### Texto fornecido
☆ ☆ ☆

O apagão diante da Alemanha foi simplesmente vexatório. A ausência de Neymar e Thiago Silva fez falta, mas ainda assim a dignidade deveria ter entrado em campo. Até mesmo a poderosíssima seleção da Argélia, ARGÉLIA, deu mais trabalho aos Alemães. O sumiço em campo não tem explicação. É um mistério que caberá aos estudiosos descobrir.

Mas há explicação para o fato de a Seleção ter perdido a copa. O que acontece é que a Seleção Brasileira não é um time. A equipe de Felipão é um simples apanhado de jogadores que atuam cada um num canto. Entrosamento? Difícil. Veja a última campeã, Espanha, ou até mesmo a nossa algoz, Alemanha. São grupos no qual mais da metade joga junto, enquanto o Brasil é, no máximo, um time em formação. Ao apostar em uma maioria de caras novas o técnico descartou completamente o passado. Renovação é necessária, mas para poder encarar o futuro também é preciso olhar para trás.

Vejamos a seleção que foi campeã em 2002. De todos os jogadores convocados naquele ano seis deles haviam disputado a Copa anterior e já vinha há muito tempo jogando pela seleção. Havia uma identidade, uma cara, um jeito, um time.

☆ ☆ ☆

### Tarefa A
Traduza para o inglês a seguinte frase do texto sobre a derrota da Seleção: "A equipe de Felipão é um simples apanhado de jogadores que atuam cada um num canto."

Itens de dados armazenados

☆ ☆ ☆

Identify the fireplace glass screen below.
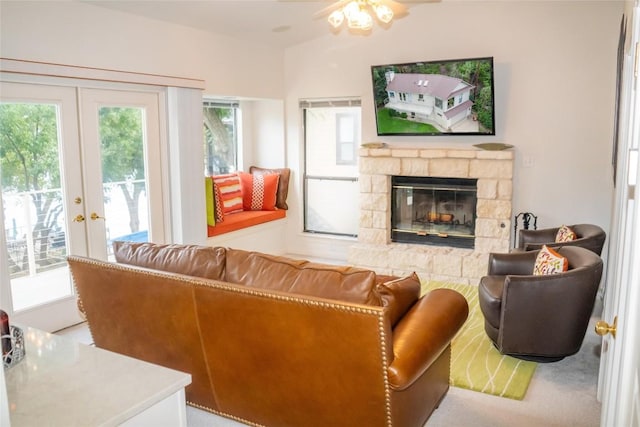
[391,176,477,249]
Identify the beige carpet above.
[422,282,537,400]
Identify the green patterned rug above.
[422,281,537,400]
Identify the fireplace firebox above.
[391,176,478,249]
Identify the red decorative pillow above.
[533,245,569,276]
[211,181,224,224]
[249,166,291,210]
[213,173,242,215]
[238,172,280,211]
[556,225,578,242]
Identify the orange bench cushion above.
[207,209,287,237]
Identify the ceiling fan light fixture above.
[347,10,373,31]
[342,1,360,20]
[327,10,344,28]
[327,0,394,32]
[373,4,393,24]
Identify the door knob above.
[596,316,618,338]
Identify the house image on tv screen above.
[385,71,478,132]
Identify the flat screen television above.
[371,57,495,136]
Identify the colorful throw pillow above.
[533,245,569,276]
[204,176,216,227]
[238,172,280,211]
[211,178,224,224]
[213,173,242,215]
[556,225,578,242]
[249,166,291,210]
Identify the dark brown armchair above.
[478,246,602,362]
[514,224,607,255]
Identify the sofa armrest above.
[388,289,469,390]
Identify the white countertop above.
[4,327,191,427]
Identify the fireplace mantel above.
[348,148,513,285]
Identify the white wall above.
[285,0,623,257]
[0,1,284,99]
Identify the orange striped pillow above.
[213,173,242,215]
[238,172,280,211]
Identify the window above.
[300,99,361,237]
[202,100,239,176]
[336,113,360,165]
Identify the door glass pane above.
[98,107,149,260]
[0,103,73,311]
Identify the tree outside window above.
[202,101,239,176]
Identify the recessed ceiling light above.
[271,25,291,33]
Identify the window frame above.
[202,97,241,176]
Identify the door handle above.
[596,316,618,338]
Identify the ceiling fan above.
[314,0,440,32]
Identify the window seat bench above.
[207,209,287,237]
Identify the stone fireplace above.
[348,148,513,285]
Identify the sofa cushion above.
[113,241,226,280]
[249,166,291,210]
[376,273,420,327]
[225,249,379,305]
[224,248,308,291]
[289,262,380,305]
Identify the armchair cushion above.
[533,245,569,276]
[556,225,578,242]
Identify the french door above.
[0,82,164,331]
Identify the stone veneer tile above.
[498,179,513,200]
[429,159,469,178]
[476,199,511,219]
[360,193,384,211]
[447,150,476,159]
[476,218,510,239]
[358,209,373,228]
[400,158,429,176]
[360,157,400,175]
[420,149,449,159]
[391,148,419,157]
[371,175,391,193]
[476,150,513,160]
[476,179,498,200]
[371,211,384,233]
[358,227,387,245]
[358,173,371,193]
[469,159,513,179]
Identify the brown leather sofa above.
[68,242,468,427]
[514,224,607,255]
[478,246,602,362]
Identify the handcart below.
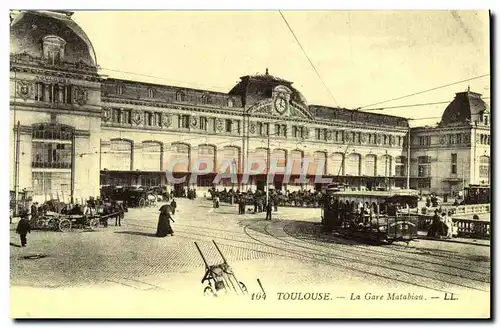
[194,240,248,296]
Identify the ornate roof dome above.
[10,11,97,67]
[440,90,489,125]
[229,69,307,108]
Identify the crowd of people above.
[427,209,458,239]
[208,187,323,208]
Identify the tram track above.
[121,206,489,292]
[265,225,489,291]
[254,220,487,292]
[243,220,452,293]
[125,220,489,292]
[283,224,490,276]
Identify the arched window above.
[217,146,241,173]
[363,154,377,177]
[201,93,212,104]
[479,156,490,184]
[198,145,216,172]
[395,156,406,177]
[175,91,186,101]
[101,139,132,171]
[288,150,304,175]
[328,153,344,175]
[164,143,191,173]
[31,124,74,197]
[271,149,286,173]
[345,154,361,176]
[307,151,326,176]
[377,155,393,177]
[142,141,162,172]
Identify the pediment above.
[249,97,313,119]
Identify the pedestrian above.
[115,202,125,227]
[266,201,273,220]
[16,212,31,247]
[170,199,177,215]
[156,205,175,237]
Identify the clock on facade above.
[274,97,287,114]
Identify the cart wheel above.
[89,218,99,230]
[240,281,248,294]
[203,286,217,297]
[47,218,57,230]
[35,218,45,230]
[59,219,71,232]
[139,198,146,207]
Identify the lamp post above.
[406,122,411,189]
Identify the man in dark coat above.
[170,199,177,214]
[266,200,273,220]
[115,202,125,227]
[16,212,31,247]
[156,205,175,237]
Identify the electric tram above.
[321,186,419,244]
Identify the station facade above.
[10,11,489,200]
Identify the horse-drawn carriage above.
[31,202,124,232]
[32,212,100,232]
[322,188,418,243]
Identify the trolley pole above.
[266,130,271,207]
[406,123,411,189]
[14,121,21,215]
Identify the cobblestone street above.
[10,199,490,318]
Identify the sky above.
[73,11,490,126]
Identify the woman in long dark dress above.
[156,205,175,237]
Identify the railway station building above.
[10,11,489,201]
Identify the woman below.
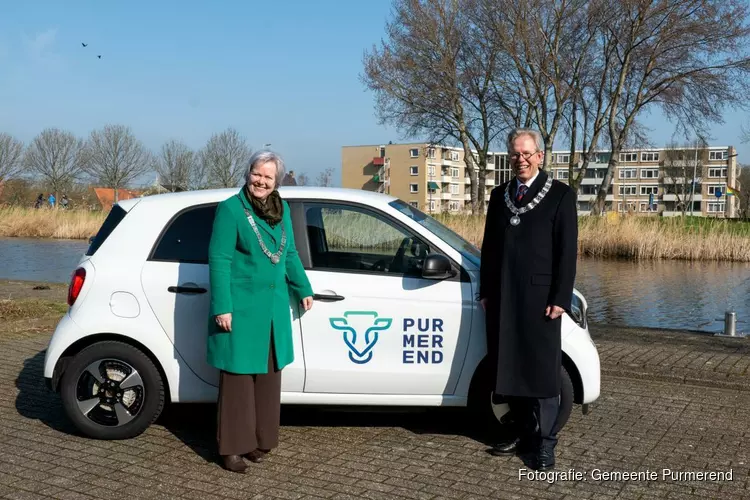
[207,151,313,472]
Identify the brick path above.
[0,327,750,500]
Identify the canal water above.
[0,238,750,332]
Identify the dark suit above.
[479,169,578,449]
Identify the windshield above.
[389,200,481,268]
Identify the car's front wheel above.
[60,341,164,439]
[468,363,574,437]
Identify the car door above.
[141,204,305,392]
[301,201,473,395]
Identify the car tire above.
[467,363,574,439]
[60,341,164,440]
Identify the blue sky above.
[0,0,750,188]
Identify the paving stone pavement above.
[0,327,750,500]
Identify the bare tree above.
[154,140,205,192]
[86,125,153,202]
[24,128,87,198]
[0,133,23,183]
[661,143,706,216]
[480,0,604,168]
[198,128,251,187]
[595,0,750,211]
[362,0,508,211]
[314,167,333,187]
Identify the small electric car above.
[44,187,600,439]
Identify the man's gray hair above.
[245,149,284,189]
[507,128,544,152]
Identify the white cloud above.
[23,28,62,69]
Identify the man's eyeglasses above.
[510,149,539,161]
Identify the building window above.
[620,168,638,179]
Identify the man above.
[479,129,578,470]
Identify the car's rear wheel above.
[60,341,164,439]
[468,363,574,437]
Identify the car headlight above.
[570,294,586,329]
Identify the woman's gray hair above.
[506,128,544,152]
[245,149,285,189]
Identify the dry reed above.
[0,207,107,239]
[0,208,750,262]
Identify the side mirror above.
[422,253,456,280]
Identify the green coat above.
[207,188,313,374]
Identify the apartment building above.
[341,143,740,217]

☆ ☆ ☆

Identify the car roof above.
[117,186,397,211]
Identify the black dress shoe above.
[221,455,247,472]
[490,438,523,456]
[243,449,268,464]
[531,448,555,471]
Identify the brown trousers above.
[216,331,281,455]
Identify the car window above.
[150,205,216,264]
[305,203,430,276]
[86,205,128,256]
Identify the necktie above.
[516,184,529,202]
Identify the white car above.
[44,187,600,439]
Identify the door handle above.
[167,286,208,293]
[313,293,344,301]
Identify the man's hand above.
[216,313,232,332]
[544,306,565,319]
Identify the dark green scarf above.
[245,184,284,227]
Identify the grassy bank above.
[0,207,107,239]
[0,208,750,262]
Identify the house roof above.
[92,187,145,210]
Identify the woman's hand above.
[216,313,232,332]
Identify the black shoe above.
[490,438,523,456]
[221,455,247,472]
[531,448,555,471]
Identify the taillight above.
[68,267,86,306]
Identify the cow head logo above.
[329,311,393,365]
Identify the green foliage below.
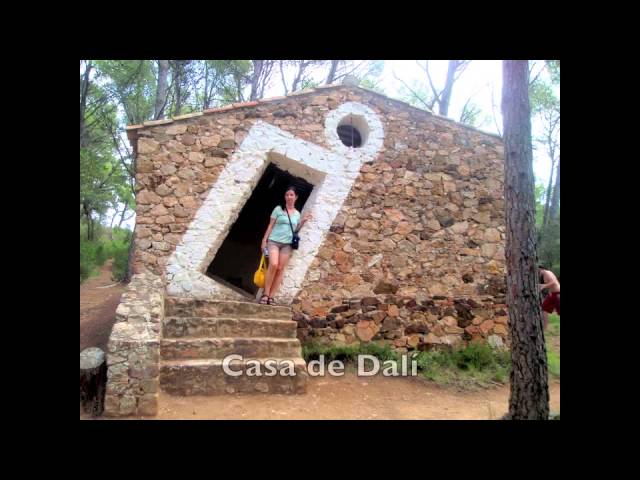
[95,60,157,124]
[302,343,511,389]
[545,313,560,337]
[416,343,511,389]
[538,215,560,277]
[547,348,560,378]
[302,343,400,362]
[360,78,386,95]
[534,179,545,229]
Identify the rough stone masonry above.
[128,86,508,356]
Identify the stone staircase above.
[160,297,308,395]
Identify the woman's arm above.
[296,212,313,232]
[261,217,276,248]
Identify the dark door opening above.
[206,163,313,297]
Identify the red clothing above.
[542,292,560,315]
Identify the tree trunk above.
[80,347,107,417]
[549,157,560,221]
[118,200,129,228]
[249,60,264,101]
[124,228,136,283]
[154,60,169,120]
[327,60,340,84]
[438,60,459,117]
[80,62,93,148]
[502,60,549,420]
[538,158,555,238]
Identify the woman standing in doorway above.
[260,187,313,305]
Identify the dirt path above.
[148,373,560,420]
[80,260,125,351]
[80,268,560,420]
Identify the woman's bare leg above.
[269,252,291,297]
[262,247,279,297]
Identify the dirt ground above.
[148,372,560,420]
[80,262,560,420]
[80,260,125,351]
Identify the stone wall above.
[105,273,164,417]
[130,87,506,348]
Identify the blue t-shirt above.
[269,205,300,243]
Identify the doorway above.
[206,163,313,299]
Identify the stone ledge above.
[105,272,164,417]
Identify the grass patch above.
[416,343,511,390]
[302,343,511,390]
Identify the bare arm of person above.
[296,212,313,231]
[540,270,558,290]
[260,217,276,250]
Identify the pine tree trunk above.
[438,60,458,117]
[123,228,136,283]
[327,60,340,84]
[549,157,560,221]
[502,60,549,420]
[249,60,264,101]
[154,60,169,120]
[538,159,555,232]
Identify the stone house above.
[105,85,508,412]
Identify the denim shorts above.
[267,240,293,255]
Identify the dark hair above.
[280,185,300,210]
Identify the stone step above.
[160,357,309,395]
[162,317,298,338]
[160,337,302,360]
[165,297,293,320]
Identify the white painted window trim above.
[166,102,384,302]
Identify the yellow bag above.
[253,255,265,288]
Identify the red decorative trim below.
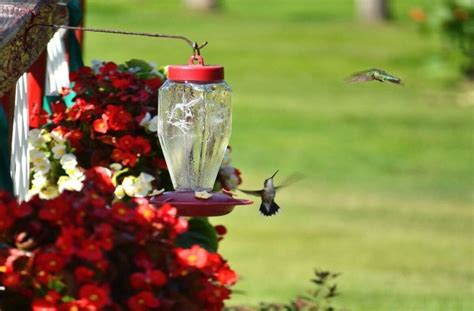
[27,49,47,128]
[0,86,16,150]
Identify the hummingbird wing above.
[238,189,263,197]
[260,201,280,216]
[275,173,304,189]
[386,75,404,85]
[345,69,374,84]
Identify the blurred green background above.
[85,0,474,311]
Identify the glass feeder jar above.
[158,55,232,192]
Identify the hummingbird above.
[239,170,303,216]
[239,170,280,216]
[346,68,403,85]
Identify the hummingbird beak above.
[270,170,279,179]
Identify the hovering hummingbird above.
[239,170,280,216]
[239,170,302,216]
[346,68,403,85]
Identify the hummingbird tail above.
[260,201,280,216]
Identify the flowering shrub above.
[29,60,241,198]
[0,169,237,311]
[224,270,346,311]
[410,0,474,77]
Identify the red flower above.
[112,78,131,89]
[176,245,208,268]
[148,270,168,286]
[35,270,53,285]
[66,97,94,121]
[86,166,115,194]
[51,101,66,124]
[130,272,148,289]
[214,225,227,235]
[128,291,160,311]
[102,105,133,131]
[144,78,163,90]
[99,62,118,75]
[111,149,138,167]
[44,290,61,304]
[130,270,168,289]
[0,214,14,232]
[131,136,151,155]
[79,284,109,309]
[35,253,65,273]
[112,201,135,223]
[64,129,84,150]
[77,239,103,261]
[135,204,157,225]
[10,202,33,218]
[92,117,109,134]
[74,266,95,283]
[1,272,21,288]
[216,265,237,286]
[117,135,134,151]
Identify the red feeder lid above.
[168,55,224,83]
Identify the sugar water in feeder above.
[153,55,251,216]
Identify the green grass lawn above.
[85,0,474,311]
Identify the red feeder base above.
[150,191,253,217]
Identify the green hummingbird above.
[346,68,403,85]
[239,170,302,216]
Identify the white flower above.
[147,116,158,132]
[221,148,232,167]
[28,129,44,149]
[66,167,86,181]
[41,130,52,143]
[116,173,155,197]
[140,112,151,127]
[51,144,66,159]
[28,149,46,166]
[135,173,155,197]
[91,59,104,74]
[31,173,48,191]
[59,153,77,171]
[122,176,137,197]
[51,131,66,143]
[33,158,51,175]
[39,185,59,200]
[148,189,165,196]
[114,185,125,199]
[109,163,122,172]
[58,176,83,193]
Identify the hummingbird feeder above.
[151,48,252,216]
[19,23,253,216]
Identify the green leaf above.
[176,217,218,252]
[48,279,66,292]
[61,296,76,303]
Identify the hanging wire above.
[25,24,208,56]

☆ ☆ ☆

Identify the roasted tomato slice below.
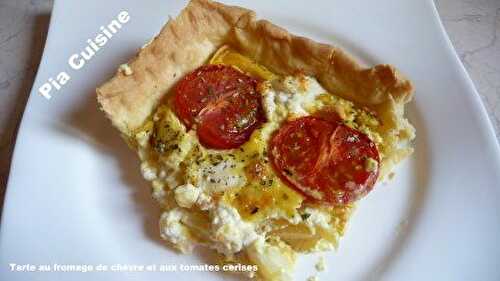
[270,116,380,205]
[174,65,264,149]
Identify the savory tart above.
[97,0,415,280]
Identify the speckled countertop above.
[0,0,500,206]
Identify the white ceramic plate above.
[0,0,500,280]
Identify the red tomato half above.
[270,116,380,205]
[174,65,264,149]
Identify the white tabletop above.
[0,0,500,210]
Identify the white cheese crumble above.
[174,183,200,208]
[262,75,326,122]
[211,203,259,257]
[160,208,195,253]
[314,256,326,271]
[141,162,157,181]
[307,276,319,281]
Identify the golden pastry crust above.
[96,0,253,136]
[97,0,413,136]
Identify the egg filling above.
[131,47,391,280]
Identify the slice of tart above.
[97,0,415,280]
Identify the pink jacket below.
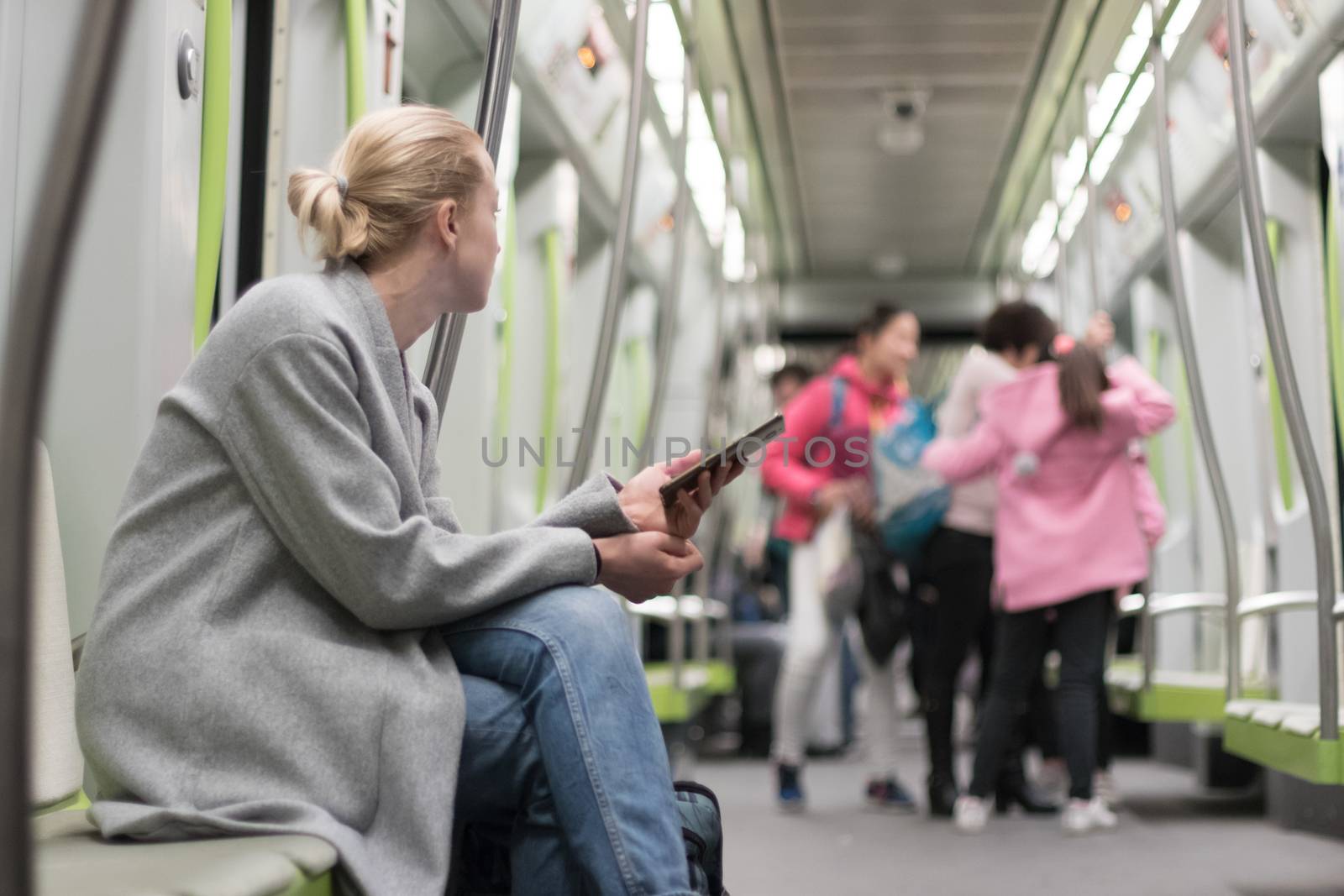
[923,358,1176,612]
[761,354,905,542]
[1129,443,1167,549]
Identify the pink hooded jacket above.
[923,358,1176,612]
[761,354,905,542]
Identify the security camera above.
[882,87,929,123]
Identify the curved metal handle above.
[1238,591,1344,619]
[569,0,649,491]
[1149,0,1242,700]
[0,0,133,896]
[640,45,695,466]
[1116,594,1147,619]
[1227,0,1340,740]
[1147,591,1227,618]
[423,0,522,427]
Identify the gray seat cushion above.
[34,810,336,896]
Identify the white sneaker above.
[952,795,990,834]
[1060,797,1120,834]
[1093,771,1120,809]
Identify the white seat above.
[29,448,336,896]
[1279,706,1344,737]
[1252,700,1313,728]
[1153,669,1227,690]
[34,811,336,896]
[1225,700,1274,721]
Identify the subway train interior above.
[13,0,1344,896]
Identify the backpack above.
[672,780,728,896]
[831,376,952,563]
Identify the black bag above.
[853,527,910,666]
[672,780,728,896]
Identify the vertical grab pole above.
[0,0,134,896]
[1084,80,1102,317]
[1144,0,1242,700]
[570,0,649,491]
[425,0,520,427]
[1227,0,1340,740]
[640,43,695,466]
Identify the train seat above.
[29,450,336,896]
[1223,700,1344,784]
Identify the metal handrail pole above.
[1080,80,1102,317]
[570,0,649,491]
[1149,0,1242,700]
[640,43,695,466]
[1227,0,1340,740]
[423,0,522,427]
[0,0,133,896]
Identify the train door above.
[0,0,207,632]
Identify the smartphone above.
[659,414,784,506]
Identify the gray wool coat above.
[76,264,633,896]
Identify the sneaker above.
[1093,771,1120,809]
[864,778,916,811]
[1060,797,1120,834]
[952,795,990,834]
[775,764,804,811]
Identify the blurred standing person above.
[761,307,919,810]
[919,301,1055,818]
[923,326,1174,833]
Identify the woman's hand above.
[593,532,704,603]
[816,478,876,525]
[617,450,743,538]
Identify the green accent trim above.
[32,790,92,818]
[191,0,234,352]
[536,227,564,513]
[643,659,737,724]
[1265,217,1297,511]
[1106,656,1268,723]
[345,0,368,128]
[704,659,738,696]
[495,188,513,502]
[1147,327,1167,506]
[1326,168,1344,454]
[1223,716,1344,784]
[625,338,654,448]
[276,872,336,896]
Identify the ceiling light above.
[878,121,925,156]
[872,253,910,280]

☆ ☆ ☆

### Tarefa B
Redimensione as coordenadas das caixas delimitadoras nos registros, da linha que contém "Identify the orange striped pillow above." até a linha que contém "[202,97,241,176]", ambas inclusive. Reescreva somente essas linhas, mantendo os enunciados, com cada coordenada das respostas multiplicada por 2,6 e arredondada ao inteiro mais próximo, com as metades arredondadas para cima.

### Resposta correta A
Felipão's team is a mere collection of players who each play in their own corner.

### Resposta correta B
Identify the orange striped pillow above.
[554,450,629,559]
[619,447,728,549]
Identify the window above.
[780,257,939,616]
[525,260,621,458]
[874,294,936,429]
Identify the door glass pane above.
[255,278,387,676]
[0,268,190,809]
Identify the tree outside window above.
[525,263,621,458]
Identify the recessed ceiling light above.
[705,65,757,86]
Identify the window frame above.
[525,252,627,458]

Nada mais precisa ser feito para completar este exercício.